--- begin ---

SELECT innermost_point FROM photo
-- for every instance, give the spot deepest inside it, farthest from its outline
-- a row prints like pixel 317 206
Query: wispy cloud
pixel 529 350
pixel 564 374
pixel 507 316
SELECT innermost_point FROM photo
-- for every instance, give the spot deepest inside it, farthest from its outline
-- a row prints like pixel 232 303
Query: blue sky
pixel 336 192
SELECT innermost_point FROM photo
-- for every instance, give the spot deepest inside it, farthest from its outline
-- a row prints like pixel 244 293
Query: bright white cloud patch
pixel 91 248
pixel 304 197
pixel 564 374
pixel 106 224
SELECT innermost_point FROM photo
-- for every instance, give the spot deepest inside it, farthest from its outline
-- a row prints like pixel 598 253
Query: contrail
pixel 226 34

--- end ---
--- begin ---

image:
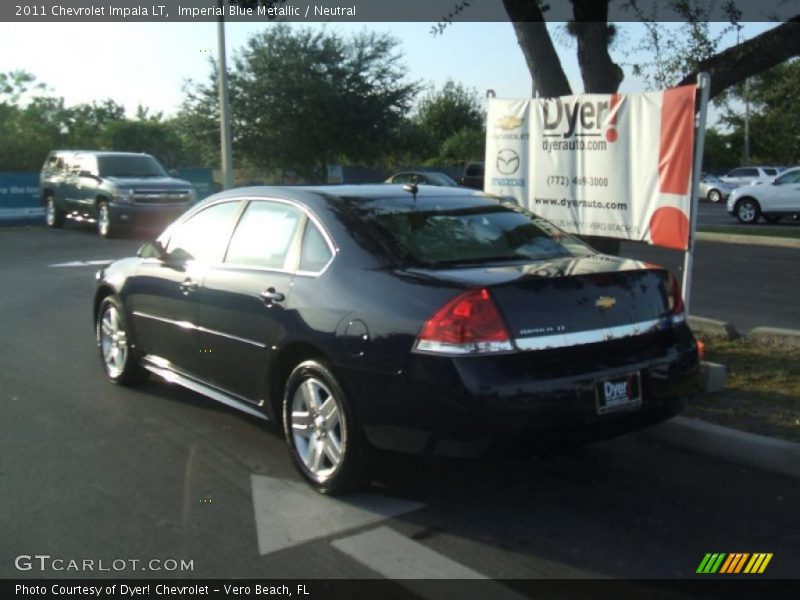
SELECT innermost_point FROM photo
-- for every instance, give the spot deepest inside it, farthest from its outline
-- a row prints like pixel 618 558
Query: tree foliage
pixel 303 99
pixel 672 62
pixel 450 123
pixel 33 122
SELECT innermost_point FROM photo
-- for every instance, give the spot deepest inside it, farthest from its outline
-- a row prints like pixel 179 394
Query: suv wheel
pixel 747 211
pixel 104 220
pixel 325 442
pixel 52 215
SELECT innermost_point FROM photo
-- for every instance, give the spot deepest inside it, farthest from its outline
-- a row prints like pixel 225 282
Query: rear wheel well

--- end ---
--- begin ---

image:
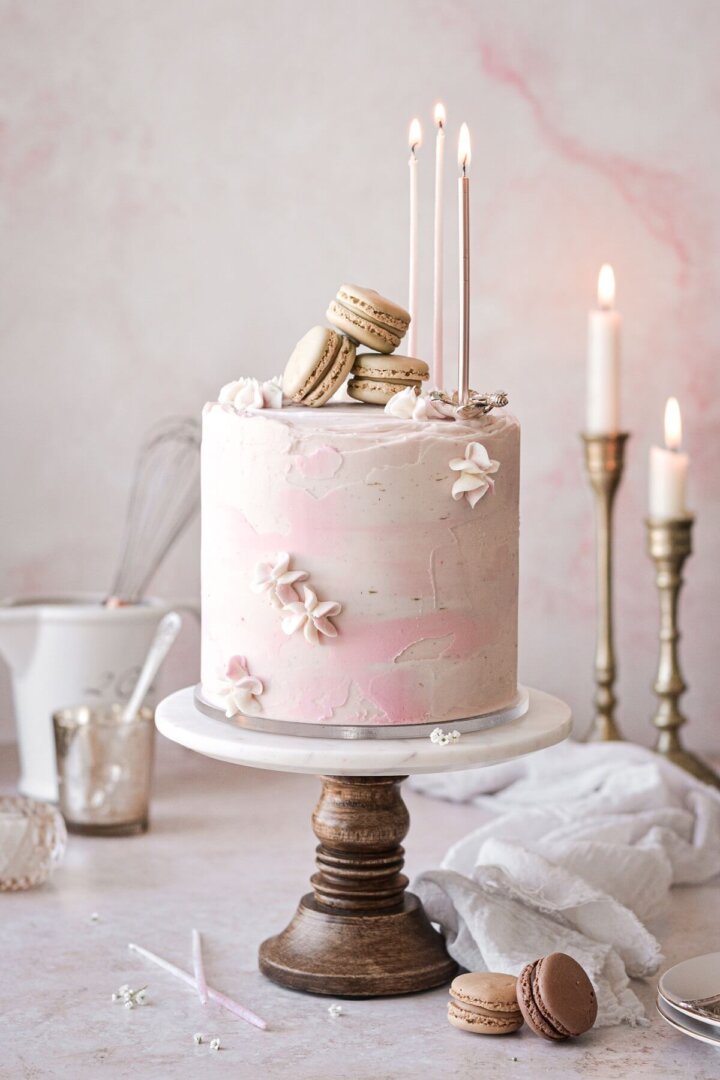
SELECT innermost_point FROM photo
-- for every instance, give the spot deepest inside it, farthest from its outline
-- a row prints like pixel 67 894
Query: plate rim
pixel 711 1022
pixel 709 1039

--- end ---

--- WRITTEN REQUEST ---
Find every line above that contains the word "like", with matching case, and copy each one in full.

--- OUTPUT OF THE TASK ---
-- a row prints like pixel 317 206
-- a row prints like pixel 232 303
-- a row prints like pixel 244 293
-- a row prints like pixel 598 253
-- a row prints like pixel 618 558
-- a row prints like pixel 179 394
-- a row prints like pixel 225 282
-- a row prints like pixel 67 894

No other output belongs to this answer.